* start Selected passage *

This class represents a single type constraint. Moose's built-in type
constraints, as well as constraints you define, are all stored in a
L<Moose::Meta::TypeConstraint::Registry> object as objects of this
class.

=head1 INHERITANCE

C<Moose::Meta::TypeConstraint> is a subclass of L<Class::MOP::Object>.

=head1 METHODS

=over 4

=item B<< Moose::Meta::TypeConstraint->new(%options) >>

This creates a new type constraint based on the provided C<%options>:

=over 8

=item * name

The constraint name. If a name is not provided, it will be set to
"__ANON__".

=item * parent

A C<Moose::Meta::TypeConstraint> object which is the parent type for
the type being created. This is optional.

=item * constraint

This is the subroutine reference that implements the actual constraint
check. This defaults to a subroutine which always returns true.

=item * message

A subroutine reference which is used to generate an error message when
the constraint fails. This is optional.

* end Selected passage *
* start Dataset rows *

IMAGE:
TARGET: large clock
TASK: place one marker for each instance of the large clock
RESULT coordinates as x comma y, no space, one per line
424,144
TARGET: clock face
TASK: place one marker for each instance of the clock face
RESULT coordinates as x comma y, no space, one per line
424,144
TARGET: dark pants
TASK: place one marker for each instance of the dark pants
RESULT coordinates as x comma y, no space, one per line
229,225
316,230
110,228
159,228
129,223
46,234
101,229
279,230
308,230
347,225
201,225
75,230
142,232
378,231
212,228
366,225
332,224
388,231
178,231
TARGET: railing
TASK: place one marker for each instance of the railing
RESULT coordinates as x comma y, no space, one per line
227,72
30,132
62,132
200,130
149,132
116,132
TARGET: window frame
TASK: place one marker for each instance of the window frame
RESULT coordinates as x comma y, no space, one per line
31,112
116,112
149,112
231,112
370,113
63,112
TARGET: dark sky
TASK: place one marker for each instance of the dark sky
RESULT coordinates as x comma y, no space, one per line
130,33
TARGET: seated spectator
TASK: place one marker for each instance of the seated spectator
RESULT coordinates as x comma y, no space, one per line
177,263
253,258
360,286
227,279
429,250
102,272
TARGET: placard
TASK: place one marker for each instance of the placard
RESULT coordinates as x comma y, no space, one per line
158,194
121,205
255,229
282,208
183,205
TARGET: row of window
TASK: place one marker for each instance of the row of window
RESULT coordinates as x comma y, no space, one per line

* end Dataset rows *

§ **Work to complete**
Please list every option that the type constraint documentation above describes for creating a new type constraint.

§ **Correct result**
name, parent, constraint, message